==== SUPPLIED INFORMATION ====

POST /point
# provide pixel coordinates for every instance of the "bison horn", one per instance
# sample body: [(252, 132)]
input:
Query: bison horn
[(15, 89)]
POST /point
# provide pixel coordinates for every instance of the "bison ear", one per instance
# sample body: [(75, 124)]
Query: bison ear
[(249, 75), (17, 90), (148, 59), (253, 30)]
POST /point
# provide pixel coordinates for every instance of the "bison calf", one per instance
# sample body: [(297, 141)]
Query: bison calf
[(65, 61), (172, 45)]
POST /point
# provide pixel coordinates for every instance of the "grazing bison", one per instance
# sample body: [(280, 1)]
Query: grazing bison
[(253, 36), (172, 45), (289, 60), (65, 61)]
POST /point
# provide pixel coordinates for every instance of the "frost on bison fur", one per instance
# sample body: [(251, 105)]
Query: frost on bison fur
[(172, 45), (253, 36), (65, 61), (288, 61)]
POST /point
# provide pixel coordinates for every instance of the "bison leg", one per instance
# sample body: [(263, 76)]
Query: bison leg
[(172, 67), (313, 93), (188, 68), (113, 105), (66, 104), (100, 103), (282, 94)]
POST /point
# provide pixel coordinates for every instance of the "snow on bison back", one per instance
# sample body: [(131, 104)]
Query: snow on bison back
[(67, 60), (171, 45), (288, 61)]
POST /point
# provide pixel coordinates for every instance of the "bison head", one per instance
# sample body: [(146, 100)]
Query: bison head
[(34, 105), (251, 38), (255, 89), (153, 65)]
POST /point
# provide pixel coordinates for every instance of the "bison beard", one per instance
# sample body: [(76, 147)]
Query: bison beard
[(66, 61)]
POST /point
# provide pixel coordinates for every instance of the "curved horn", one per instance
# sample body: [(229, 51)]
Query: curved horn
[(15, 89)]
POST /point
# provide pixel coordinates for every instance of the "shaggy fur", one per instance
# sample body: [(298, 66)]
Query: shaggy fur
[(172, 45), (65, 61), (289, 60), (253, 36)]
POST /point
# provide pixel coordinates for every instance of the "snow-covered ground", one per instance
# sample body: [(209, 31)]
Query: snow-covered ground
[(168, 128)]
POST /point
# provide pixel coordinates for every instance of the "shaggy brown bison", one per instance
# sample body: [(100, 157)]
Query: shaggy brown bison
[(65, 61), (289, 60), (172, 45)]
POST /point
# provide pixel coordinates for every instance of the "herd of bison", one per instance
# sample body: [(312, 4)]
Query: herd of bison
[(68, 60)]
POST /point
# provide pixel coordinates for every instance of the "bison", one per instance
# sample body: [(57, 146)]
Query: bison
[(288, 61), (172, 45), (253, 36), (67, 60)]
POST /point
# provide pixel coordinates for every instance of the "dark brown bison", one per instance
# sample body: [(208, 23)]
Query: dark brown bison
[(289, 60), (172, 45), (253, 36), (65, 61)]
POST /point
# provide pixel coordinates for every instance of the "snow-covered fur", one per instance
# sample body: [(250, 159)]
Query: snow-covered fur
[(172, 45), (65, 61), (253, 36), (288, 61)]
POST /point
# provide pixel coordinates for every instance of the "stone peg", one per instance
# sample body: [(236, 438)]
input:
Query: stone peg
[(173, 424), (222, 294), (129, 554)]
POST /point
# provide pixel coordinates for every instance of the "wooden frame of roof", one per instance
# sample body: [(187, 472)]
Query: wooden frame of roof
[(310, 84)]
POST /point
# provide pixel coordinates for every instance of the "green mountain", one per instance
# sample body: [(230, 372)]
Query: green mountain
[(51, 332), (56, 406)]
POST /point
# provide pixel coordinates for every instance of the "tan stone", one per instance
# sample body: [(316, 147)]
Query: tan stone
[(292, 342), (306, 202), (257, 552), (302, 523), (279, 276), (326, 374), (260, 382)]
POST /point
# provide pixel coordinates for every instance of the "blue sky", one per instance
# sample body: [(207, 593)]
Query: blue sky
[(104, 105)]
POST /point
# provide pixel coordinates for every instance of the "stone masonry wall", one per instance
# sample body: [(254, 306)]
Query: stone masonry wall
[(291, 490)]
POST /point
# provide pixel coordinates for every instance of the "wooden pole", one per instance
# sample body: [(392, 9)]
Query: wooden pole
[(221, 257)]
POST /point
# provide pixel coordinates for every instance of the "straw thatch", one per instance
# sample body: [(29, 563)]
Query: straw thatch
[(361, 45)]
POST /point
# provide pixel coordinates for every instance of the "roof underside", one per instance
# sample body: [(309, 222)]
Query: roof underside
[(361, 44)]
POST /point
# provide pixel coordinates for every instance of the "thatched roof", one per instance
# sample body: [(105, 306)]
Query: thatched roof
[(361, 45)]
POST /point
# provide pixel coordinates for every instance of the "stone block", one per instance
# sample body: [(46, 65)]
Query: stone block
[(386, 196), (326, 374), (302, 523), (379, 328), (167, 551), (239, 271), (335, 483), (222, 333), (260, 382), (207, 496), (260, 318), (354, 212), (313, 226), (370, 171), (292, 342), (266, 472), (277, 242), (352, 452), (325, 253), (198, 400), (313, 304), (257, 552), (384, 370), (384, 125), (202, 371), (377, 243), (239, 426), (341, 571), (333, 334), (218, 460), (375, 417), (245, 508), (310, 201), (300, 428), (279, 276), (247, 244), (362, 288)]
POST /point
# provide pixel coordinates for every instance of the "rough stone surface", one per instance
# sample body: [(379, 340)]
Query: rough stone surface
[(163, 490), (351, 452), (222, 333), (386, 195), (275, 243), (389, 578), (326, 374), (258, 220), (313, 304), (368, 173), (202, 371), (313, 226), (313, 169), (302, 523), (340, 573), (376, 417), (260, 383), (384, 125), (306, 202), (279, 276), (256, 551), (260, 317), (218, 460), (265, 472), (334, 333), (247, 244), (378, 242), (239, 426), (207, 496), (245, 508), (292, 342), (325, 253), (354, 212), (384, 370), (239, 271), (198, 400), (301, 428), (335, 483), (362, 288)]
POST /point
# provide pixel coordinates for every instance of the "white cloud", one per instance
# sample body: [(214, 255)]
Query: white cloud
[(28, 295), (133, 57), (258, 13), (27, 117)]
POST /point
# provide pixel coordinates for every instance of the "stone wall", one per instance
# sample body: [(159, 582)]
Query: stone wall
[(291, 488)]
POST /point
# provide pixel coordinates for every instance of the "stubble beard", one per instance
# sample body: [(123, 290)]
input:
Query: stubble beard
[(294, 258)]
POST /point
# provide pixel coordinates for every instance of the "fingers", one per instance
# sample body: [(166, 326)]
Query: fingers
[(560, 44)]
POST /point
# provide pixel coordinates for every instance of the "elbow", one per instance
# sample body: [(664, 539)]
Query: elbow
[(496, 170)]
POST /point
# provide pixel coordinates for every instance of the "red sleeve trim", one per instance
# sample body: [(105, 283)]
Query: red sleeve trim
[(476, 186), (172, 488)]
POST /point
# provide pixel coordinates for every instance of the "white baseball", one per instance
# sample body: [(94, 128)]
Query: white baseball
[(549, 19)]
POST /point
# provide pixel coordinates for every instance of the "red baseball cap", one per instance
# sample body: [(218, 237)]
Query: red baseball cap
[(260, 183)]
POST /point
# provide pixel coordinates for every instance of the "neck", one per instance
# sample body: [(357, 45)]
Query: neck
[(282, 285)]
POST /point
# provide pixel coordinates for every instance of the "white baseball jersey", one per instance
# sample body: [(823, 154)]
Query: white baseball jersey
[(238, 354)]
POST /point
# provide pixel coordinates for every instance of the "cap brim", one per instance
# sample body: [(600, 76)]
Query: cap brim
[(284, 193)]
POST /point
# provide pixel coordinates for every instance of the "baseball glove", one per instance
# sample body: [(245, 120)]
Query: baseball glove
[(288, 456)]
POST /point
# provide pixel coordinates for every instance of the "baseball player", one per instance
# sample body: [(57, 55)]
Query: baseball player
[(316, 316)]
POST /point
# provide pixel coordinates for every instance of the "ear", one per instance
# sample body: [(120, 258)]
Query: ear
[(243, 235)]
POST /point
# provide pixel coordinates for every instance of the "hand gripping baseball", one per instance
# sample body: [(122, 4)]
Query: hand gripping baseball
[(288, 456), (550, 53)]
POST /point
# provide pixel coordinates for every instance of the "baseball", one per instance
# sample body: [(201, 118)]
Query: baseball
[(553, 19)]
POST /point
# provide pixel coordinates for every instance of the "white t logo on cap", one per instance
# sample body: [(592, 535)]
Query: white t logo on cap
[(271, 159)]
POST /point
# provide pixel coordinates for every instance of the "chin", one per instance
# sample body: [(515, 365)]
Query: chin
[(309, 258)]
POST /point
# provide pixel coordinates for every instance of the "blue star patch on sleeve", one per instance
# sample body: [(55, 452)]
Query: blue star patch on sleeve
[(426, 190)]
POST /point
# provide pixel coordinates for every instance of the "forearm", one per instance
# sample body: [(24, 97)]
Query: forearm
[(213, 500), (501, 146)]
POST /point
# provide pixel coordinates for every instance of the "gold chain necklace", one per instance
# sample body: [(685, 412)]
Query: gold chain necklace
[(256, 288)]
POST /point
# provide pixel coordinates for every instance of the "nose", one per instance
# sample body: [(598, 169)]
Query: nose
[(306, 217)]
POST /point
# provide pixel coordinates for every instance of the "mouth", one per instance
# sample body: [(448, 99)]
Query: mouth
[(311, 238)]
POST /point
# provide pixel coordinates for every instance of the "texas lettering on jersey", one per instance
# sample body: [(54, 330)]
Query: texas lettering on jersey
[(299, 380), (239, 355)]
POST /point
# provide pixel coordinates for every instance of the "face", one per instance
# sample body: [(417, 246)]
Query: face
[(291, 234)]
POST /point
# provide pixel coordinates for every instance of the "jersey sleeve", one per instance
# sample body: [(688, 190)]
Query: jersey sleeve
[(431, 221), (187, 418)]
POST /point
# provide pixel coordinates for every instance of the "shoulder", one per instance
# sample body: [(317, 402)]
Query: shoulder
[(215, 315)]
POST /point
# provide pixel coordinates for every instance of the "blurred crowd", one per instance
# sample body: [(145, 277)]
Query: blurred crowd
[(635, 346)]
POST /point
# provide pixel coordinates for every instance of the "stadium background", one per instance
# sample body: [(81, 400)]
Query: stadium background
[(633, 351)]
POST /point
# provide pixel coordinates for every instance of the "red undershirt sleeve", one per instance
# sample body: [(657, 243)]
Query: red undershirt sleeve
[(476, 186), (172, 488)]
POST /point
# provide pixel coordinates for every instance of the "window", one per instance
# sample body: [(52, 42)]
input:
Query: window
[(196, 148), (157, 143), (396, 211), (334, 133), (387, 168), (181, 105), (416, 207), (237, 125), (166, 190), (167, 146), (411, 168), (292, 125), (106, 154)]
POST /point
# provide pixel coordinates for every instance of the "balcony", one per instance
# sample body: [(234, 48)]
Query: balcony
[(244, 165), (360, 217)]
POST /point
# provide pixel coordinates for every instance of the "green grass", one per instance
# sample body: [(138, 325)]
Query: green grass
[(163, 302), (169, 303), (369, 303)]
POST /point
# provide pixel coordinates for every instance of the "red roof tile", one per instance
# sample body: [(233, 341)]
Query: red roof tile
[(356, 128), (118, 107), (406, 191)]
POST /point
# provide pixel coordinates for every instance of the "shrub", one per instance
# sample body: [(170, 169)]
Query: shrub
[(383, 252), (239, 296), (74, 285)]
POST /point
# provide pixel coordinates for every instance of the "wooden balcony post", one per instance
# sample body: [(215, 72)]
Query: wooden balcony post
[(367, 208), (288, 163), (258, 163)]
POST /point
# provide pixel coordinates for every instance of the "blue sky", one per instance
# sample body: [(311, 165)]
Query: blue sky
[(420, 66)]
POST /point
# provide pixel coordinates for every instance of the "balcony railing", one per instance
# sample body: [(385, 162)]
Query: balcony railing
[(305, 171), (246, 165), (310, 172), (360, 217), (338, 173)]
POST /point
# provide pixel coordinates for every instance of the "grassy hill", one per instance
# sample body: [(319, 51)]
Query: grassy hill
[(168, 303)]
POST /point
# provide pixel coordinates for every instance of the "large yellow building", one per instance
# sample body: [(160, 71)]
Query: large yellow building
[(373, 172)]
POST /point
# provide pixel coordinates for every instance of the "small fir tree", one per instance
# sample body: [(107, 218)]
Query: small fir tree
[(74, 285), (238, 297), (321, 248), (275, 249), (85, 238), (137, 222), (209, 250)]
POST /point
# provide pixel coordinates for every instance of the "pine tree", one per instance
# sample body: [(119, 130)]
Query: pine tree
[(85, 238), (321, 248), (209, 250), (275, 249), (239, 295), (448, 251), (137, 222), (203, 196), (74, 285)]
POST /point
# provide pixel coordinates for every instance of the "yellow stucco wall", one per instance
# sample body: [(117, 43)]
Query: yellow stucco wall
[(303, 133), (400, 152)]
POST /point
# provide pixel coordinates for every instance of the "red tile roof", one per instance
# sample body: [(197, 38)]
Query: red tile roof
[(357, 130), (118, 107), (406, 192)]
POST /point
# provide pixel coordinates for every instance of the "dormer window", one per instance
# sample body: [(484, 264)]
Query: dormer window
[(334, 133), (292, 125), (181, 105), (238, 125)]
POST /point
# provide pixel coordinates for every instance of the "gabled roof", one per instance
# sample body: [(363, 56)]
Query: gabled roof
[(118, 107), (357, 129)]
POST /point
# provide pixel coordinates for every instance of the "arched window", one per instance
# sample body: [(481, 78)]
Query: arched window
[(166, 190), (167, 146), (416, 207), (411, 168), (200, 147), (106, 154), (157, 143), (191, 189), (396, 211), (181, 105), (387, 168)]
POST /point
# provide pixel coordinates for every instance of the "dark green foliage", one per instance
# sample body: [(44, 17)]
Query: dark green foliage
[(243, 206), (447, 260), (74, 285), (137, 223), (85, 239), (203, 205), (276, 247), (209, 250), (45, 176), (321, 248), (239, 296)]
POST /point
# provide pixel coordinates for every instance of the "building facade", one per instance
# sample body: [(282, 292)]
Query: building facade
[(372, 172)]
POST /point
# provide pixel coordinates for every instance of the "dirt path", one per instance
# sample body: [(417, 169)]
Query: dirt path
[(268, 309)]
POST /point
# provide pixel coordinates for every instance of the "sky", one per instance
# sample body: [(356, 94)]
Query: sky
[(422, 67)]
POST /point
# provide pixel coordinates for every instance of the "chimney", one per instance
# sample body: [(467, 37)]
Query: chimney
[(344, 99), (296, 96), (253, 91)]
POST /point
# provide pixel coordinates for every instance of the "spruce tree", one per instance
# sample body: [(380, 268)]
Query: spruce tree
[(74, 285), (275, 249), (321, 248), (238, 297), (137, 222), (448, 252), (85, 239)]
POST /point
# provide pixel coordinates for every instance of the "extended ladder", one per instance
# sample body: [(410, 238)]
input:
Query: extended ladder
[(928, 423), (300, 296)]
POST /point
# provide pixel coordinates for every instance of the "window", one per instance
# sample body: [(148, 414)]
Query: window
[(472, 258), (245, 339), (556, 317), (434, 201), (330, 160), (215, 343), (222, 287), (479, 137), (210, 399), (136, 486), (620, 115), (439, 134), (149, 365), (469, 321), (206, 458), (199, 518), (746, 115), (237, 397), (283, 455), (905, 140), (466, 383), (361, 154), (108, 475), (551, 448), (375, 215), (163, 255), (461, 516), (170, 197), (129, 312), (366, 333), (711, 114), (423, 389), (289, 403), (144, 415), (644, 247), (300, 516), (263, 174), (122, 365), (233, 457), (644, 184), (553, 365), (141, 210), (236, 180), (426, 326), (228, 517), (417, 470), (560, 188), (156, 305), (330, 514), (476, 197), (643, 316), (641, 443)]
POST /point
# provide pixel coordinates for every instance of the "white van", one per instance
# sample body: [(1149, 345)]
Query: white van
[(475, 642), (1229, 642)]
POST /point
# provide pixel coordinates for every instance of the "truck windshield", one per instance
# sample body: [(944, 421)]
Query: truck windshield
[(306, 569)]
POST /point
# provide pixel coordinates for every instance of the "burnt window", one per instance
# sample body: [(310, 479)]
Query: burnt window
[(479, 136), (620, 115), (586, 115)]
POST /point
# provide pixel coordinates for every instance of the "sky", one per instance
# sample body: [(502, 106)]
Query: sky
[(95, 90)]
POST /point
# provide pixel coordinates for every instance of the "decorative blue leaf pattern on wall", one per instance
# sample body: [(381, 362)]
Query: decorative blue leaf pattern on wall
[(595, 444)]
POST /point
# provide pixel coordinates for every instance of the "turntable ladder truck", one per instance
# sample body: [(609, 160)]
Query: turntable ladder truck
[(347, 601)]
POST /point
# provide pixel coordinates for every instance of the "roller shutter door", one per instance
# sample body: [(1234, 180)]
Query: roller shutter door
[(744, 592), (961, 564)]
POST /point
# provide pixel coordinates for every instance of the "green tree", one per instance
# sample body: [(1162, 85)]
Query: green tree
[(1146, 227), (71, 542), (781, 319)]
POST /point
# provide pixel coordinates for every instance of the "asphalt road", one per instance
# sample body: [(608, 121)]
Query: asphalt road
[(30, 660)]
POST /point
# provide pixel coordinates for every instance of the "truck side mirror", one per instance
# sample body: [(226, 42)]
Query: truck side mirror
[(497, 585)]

====

Report every line of the records above that contains the word "herd".

» SOLUTION FOR THIS PROBLEM:
# provide pixel coordinates for every instance of the "herd of bison", one per instance
Query: herd of bison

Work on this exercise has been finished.